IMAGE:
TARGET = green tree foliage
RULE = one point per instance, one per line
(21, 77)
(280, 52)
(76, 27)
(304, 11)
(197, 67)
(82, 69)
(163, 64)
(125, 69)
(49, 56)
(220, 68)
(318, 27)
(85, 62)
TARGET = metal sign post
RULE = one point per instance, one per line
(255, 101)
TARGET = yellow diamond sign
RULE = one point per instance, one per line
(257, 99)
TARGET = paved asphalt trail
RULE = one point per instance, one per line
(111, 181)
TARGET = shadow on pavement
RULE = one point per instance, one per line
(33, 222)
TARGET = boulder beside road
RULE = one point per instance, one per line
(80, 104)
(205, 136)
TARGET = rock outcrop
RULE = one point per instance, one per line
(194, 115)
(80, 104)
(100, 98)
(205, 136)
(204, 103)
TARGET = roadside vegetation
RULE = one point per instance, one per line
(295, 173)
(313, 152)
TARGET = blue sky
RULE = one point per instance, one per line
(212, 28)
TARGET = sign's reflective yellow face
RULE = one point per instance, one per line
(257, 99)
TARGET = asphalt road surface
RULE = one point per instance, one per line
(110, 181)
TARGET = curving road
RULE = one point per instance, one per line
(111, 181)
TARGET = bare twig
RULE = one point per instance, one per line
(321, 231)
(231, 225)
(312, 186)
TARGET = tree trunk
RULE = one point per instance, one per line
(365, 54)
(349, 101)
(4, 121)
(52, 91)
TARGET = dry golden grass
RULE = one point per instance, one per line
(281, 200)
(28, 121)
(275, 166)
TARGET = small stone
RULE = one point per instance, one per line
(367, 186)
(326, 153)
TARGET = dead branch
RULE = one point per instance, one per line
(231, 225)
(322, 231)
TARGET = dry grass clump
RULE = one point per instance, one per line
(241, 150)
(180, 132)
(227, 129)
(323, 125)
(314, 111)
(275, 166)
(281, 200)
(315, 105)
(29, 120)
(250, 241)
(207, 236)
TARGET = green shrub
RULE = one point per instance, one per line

=======

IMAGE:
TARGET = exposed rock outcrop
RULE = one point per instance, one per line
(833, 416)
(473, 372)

=======

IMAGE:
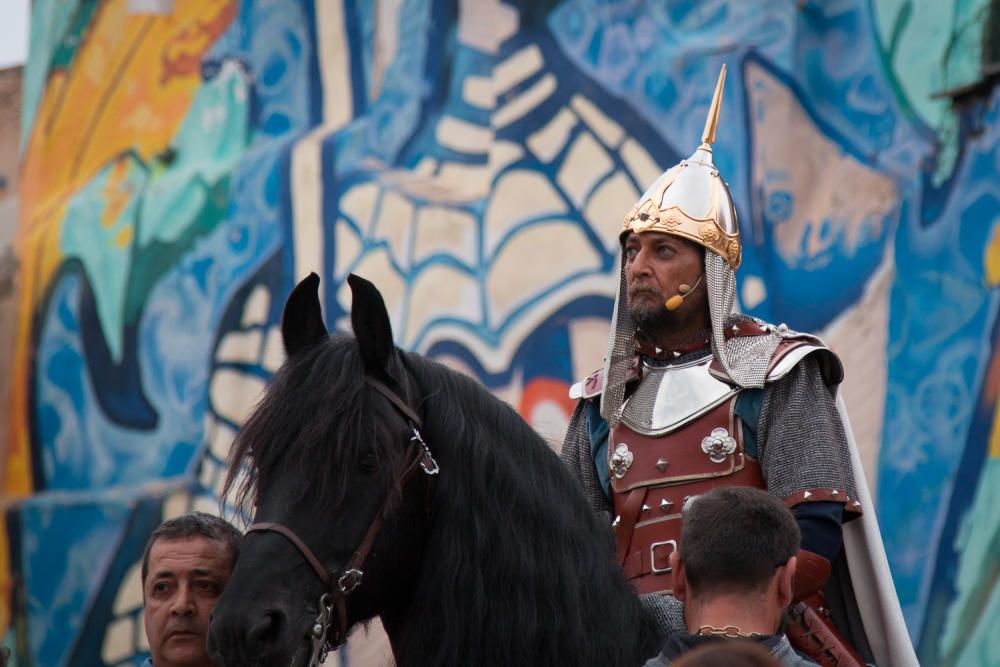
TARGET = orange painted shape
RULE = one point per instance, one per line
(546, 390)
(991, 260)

=======

* **Set exercise**
Which lines of the records above contain the word "rock"? Copy each of those lines in full.

* **Task response**
TARGET = rock outcrop
TARGET = exposed rock outcrop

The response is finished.